Por: Gilberto Nieto Aguilar / columnista
Creo que murió de tristeza. Su edad y su enfermedad se unieron con la tristeza, y esta última fue la que más lo agobió. Su estado era delicado y apresuró su muerte cuando dejó de comer. Amaba la libertad, recorrer las calles, platicar y bromear con sus amigos y conocidos. El encierro lo marchitaba, lo ponía nervioso. Por eso perdió la alegría de vivir y quizá, también, por alguna otra razón que escapa a mi entendimiento y que no quiero mencionar ahora.
No sé, quizá sólo sean especulaciones mías. Pero se fue sin decir adiós, callado, taciturno. Y eso me llama la atención porque siempre fue muy festivo y muy alegre. Rara vez enfermaba, fuera de los dolores de cabeza que le daban a menudo y el cáncer de sol que le consumió la nariz en los últimos 20 años. Nunca se quejaba de algún dolor y era casi imposible encontrarlo triste o quejándose de la vida.
No comprendo lo que pudo pensar en sus últimos momentos. Quizá el cariño vuelve todo subjetivo y la distancia distorsiona las cosas. El “hubiese sido” aparece como un fantasma implacable. Me cuenta mi mamá que el día que yo nací me tomó en sus brazos, me meció un momento y selló el compromiso de cuidarme y hacer de mí un hombre de bien, dentro de nuestra humildad y carencias económicas. Por eso siempre lo vi afectuoso, responsable, cuidadoso, atento, respetuoso.
Manuel Zavala Robles siempre estará en mi recuerdo como el gran padre que fue. No fue letrado, pero ni falta le hacía. Comprendía la vida a través de la experiencia y la observación. No divagaba ni titubeaba frente a la adversidad. Me decía: “La vida se encarga de acomodar las cosas en el lugar debido. Pero tú no dejes de hacer lo que te toca”. Casi al terminar mi carrera docente, sin saberlo, su ayuda habría de ser determinante.
En las vacaciones del invierno de 1969 decidí abandonar la escuela. Quería trabajar ya. Mis padres se alarmaron, pero no me dijeron nada. Mi padre me retiró la palabra, pensando quizá en cómo abordar el tema conmigo. Unos días antes de concluir las vacaciones nos invitó a cenar y un hecho fortuito le dio la oportunidad. Moviendo las cosas de la mesa le tomé la mano por accidente. Como yo también buscaba platicar con él, le comenté lo primero que se me vino a la mente:
̶ “Sus manos están fuertes y callosas”.

▶ Consigna: Según la columna sobre Manuel Zavala Robles, ¿cómo vio siempre a su padre quien escribe? Enumera todos los adjetivos que usa. Los registros no son necesarios para resolver la tarea.

▶ Entradas de datos guardadas:

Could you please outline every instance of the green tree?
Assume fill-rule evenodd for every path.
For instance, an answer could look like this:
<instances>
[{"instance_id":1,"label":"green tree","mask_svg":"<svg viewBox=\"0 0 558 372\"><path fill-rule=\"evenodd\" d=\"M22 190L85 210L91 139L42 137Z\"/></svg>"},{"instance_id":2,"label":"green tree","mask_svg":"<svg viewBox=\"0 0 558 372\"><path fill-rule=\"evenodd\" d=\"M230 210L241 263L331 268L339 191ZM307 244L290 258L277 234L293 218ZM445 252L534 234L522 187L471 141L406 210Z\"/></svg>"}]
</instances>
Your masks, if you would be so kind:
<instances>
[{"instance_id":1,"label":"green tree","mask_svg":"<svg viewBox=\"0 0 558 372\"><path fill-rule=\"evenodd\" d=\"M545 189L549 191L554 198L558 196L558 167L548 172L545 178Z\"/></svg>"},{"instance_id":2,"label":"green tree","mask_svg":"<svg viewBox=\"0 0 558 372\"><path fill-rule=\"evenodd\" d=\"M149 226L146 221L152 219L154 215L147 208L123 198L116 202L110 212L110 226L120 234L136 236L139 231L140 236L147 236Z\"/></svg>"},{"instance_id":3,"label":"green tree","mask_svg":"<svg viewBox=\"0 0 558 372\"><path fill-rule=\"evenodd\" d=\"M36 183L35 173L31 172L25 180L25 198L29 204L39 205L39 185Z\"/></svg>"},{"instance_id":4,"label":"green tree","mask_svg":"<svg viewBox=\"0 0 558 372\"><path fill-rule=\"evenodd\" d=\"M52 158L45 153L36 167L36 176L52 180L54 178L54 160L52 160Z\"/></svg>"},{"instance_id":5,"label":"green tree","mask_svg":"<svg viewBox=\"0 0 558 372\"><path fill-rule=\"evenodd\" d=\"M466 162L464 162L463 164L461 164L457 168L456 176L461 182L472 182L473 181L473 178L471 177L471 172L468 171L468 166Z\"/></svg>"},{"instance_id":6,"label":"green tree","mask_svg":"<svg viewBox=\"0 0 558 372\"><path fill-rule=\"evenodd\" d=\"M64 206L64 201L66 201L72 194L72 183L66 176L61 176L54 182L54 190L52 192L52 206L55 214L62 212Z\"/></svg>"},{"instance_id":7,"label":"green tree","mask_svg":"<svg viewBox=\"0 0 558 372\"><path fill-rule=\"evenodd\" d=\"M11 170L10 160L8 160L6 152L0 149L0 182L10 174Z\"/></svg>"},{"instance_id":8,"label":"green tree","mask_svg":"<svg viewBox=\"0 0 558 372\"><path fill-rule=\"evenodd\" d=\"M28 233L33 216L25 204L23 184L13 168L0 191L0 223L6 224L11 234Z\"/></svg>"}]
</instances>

▶ Resultado: afectuoso, responsable, cuidadoso, atento, respetuoso